GIVEN TEXT →
────────

Flock is altering the deal. Pray it does not alter it further.

Flock customers are one signature away from losing data ownership.

by H.C. van Pelt11 min read

Note

Flock published new terms in February, 2026. The February terms change the definition of “Customer Data” and remove “Footage” as a defined term. The new contract also grants Flock an extremely broad license to use the data, and includes a mandatory arbitration provision.

Read more.

How Flock Contracts Normally Work

The typical Flock contract consists of four primary documents, explicitly incorporated into one agreement:[1][2] (1) an Order Form, (2) a Master Service Agreement, (3) a Deployment Plan, and (4) a Reinstall Fee Schedule.

Order Forms can often be found in City Council meeting minutes; they look like a purchase order for cameras (even though it’s a subscription for software). Unless you’re in Iowa, the Master Service Agreement is typically available via public records request—some cities publish it in agenda packets. The Deployment Plan is generally withheld for various made-up reasons, and the Reinstall Fee Schedule is a page on Flock’s website that Flock can change at will.

────────

AVAILABLE DATA →
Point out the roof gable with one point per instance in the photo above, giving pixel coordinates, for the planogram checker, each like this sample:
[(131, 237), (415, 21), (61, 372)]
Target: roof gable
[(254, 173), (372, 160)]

────────

SHORT EXERCISE 1 →
Swap "mandatory arbitration provision" for "binding arbitration clause" and restate the Flock contracts article from "Flock published new" to "Reinstall Fee Schedule.".
SHORT EXERCISE 2 →
Answer these questions using the Flock contracts article.
(a) In what month and year did Flock publish new terms?
(b) How many primary documents make up the typical Flock contract?
(c) Where is the Reinstall Fee Schedule found?
The listing has no connection to the Flock contracts article.

WRITTEN RESPONSE 1 →
Flock published new terms in February, 2026. The February terms change the definition of “Customer Data” and remove “Footage” as a defined term. The new contract also grants Flock an extremely broad license to use the data, and includes a binding arbitration clause.

Read more.

How Flock Contracts Normally Work

The typical Flock contract consists of four primary documents, explicitly incorporated into one agreement:[1][2] (1) an Order Form, (2) a Master Service Agreement, (3) a Deployment Plan, and (4) a Reinstall Fee Schedule.

WRITTEN RESPONSE 2 →
(a) February 2026
(b) Four
(c) On a page on Flock's website